▶ [Enunciado del ejercicio]:
Reescribe el tramo del listado que va desde la línea que contiene "Return one point for each instance of the man." hasta el final, ambos extremos incluidos, con las instrucciones, y desplaza 9 unidades cada coordenada de las respuestas sumándoselas.

________________________________________

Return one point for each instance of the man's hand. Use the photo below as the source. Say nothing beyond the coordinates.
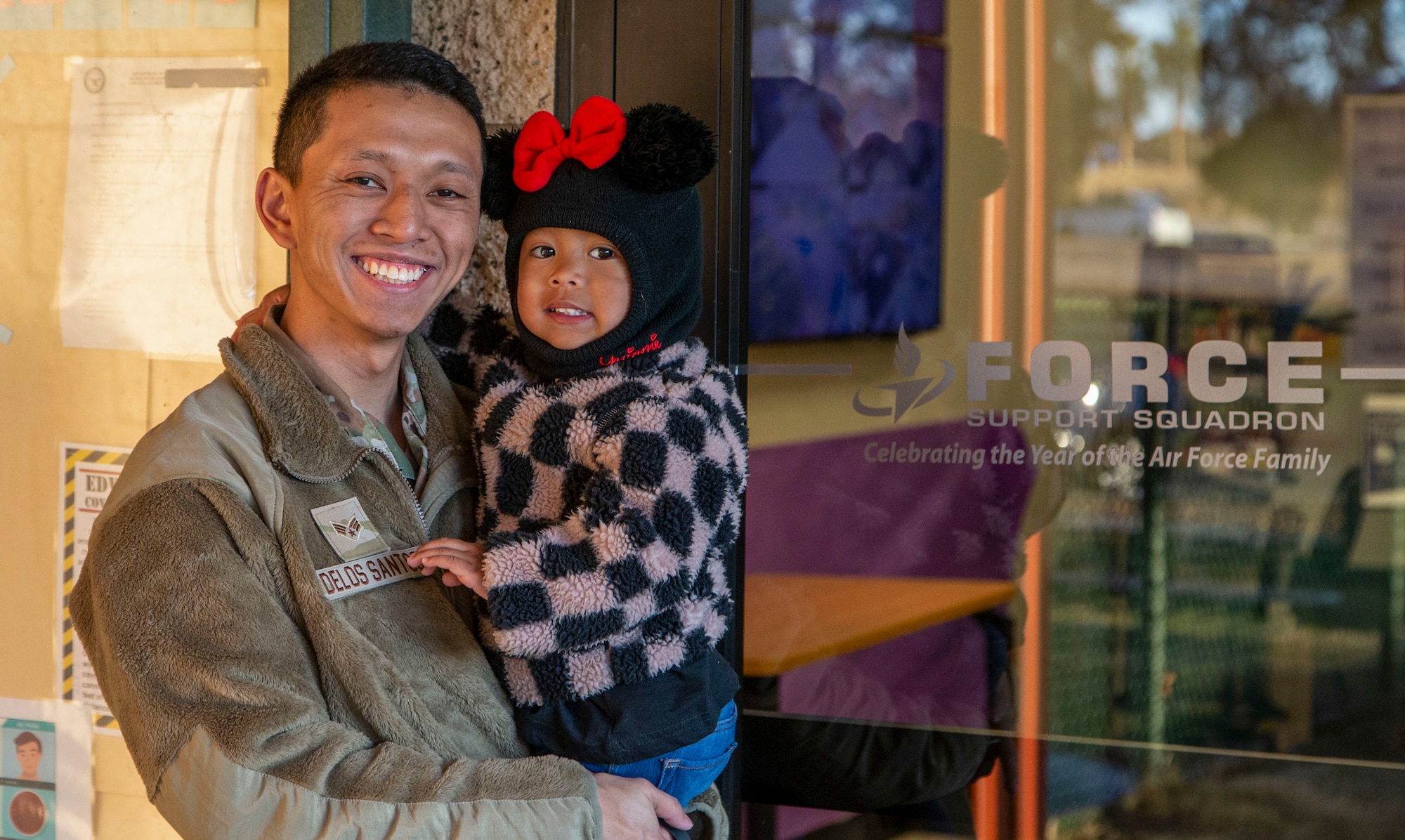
(633, 810)
(463, 563)
(275, 298)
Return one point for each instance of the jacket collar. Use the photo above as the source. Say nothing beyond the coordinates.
(303, 436)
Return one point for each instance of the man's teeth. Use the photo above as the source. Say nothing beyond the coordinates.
(391, 273)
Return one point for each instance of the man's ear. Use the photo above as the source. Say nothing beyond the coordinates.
(273, 199)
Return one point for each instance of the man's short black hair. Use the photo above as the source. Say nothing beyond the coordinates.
(391, 64)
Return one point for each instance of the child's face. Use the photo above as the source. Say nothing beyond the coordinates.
(573, 287)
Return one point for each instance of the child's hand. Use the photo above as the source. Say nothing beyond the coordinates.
(463, 563)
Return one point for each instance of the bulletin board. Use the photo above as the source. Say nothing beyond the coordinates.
(63, 380)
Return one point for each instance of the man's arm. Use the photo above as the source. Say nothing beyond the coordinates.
(218, 695)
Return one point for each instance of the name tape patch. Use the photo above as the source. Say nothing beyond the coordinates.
(365, 575)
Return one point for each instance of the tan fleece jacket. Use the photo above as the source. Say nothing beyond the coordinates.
(255, 704)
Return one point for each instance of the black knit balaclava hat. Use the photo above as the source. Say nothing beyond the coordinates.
(644, 200)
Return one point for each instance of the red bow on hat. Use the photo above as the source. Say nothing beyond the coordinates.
(596, 134)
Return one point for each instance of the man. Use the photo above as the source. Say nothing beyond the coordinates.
(30, 754)
(277, 671)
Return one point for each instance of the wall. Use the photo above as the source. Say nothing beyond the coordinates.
(509, 50)
(58, 394)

________________________________________

▶ [Solución]:
Return one point for each instance of the man. Use the photo above as the source. Say nothing beyond the coordinates.
(39, 763)
(286, 680)
Return one point for each instance of the wall. Use the photo above as the source. Say nothing beyond the coordinates.
(518, 59)
(67, 403)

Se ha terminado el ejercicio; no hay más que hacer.